**Stated goal:**
Can you set out the stretch from the start of the records through the line containing "663 685 L 672" as a JSON list of strings, one string per line, leaving out blank lines?

(begin)

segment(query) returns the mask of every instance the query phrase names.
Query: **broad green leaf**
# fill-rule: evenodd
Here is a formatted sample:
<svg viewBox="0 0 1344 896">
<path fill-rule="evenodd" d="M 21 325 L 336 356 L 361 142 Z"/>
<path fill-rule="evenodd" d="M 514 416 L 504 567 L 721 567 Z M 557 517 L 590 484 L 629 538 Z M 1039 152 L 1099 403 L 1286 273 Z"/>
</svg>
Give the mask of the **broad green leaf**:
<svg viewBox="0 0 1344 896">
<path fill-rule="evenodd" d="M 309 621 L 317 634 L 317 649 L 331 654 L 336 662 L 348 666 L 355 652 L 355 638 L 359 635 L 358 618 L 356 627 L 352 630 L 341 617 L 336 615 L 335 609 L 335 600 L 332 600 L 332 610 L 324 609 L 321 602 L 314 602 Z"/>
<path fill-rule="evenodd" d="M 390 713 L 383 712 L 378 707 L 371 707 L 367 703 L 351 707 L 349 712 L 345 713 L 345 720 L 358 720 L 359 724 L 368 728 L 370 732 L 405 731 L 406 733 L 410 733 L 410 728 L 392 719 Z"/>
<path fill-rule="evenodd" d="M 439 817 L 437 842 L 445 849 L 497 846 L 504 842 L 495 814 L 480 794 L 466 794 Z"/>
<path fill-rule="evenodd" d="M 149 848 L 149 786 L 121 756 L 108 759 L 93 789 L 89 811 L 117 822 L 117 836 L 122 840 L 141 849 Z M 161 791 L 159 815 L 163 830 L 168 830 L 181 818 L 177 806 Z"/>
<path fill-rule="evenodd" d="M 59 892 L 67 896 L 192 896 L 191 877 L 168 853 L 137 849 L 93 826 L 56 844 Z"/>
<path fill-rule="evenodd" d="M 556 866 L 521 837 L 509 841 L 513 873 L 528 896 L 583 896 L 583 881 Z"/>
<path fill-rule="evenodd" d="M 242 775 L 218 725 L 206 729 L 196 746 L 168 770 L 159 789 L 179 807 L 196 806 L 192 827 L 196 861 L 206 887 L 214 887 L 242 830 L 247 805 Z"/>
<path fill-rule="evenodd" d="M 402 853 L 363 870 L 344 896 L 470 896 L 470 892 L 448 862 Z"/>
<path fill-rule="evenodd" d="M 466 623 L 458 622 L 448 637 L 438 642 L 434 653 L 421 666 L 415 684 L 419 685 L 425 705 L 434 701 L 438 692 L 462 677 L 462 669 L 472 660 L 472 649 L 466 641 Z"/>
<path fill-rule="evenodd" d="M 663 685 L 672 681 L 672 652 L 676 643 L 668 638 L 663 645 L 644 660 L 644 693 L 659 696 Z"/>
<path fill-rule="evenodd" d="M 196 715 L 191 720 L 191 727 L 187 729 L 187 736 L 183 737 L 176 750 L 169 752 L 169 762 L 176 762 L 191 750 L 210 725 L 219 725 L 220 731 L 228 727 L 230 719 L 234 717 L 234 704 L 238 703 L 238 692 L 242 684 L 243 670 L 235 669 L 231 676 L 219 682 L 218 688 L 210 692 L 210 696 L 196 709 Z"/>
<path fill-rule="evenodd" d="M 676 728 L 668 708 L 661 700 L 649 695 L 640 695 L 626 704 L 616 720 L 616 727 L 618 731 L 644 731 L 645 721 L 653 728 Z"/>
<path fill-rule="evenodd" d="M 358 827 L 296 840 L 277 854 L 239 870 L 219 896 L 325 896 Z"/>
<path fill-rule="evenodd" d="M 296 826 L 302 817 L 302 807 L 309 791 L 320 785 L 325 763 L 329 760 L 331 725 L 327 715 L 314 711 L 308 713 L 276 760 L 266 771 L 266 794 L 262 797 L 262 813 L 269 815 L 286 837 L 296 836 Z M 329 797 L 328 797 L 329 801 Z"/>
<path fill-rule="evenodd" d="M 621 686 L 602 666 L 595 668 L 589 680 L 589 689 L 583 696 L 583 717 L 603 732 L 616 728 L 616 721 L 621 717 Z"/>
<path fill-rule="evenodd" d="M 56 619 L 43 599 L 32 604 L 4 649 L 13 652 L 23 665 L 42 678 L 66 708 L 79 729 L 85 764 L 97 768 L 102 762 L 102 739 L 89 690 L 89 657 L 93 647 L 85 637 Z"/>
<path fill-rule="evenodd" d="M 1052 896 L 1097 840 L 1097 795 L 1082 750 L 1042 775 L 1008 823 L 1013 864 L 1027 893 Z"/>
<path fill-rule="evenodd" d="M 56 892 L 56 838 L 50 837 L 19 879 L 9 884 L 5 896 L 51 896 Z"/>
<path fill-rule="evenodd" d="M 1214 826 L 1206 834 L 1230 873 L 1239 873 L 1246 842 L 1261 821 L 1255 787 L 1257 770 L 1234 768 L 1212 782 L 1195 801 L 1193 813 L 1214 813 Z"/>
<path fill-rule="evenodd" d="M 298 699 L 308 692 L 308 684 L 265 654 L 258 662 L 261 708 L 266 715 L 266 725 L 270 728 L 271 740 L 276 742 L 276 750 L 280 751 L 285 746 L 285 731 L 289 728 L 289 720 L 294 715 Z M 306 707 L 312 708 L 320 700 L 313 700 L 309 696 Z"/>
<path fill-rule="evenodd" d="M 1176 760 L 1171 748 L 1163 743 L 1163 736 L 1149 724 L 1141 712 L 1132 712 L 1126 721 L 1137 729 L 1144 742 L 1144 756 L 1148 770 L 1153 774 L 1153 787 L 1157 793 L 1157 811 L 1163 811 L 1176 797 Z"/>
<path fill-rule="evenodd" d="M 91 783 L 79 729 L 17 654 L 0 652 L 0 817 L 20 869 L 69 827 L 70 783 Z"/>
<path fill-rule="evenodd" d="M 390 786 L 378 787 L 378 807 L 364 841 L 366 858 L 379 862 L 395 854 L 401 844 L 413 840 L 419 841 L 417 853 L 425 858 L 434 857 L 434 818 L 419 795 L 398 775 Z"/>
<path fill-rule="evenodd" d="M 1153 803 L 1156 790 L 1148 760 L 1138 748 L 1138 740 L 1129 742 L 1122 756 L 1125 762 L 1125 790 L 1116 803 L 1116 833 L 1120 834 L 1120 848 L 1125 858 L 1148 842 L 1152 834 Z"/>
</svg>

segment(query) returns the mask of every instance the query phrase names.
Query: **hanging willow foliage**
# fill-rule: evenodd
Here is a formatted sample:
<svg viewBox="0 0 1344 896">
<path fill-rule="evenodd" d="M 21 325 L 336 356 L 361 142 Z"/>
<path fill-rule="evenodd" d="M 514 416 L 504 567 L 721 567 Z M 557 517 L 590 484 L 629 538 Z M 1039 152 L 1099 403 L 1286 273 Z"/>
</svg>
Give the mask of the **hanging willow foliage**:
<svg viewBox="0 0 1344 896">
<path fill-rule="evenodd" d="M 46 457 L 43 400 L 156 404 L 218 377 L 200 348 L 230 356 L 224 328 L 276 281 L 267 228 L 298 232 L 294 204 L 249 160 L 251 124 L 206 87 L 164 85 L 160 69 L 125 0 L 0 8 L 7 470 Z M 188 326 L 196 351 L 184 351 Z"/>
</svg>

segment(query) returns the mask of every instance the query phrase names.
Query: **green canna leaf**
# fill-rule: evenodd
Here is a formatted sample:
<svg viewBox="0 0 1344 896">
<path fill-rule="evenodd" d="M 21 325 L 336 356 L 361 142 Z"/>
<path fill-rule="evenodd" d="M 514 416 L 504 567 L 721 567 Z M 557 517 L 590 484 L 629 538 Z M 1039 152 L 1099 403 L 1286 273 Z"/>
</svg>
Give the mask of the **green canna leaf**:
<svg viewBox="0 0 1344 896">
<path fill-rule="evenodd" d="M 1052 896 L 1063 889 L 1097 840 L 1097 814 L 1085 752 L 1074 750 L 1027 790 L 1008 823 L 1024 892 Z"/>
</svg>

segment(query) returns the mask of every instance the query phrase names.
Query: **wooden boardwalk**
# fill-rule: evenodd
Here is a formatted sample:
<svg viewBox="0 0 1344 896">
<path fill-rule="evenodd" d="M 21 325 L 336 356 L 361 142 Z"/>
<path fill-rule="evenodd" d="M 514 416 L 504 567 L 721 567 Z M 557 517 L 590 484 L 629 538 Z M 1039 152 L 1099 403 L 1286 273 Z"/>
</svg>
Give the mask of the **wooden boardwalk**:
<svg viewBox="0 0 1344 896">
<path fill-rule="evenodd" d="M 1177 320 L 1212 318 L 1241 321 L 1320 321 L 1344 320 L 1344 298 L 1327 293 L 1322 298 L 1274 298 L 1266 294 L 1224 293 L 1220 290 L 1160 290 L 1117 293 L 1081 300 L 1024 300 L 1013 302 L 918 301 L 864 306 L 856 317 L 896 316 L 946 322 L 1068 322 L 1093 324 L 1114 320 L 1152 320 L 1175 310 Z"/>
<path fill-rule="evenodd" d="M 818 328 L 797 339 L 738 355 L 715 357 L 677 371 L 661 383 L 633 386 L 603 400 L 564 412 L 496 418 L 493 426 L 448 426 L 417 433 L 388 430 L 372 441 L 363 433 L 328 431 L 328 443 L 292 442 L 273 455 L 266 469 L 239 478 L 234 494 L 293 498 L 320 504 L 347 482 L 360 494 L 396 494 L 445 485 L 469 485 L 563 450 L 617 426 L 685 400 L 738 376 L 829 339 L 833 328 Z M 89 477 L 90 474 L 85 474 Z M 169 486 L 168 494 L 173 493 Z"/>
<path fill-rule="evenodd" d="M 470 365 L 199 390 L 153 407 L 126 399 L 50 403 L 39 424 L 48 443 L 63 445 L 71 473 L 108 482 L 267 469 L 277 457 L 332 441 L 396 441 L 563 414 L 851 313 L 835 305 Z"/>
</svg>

(end)

**Final answer:**
[
  "segment(query) returns the mask of every instance the query phrase names.",
  "Query: **broad green leaf**",
  "# fill-rule: evenodd",
  "Here is a formatted sample:",
  "<svg viewBox=\"0 0 1344 896\">",
  "<path fill-rule=\"evenodd\" d=\"M 21 325 L 336 356 L 361 142 Z\"/>",
  "<path fill-rule=\"evenodd\" d=\"M 514 416 L 504 567 L 721 567 Z M 557 517 L 590 484 L 629 538 Z M 1039 152 L 1099 403 L 1286 273 Z\"/>",
  "</svg>",
  "Give the mask of the **broad green leaf**:",
  "<svg viewBox=\"0 0 1344 896\">",
  "<path fill-rule=\"evenodd\" d=\"M 309 621 L 317 634 L 317 649 L 331 654 L 336 662 L 348 666 L 355 652 L 355 638 L 359 635 L 358 618 L 356 627 L 352 630 L 341 617 L 336 615 L 335 609 L 335 600 L 332 600 L 332 610 L 324 609 L 321 602 L 314 602 Z\"/>",
  "<path fill-rule=\"evenodd\" d=\"M 390 713 L 383 712 L 378 707 L 371 707 L 367 703 L 351 707 L 349 712 L 345 713 L 345 720 L 358 720 L 359 724 L 368 728 L 370 732 L 405 731 L 406 733 L 410 733 L 410 728 L 392 719 Z\"/>",
  "<path fill-rule=\"evenodd\" d=\"M 439 817 L 437 842 L 445 849 L 497 846 L 504 842 L 495 814 L 480 794 L 466 794 Z\"/>",
  "<path fill-rule=\"evenodd\" d=\"M 149 848 L 149 786 L 121 756 L 108 759 L 93 789 L 89 811 L 117 822 L 117 836 L 122 840 L 141 849 Z M 161 791 L 159 815 L 163 830 L 168 830 L 181 818 L 177 806 Z\"/>",
  "<path fill-rule=\"evenodd\" d=\"M 59 892 L 67 896 L 192 896 L 191 877 L 168 853 L 137 849 L 93 826 L 56 844 Z\"/>",
  "<path fill-rule=\"evenodd\" d=\"M 556 866 L 521 837 L 509 841 L 513 873 L 528 896 L 583 896 L 583 881 Z\"/>",
  "<path fill-rule=\"evenodd\" d=\"M 242 775 L 218 725 L 206 729 L 196 746 L 168 770 L 159 789 L 179 807 L 196 806 L 192 827 L 196 861 L 206 887 L 214 887 L 242 830 L 247 805 Z\"/>",
  "<path fill-rule=\"evenodd\" d=\"M 402 853 L 363 870 L 344 896 L 470 896 L 470 892 L 448 862 Z\"/>",
  "<path fill-rule=\"evenodd\" d=\"M 466 623 L 458 622 L 448 637 L 438 642 L 434 653 L 421 666 L 415 684 L 419 685 L 425 705 L 434 701 L 438 692 L 462 677 L 462 669 L 472 660 L 472 649 L 466 641 Z\"/>",
  "<path fill-rule=\"evenodd\" d=\"M 663 685 L 672 681 L 672 652 L 676 643 L 668 638 L 663 645 L 644 660 L 644 693 L 659 696 Z\"/>"
]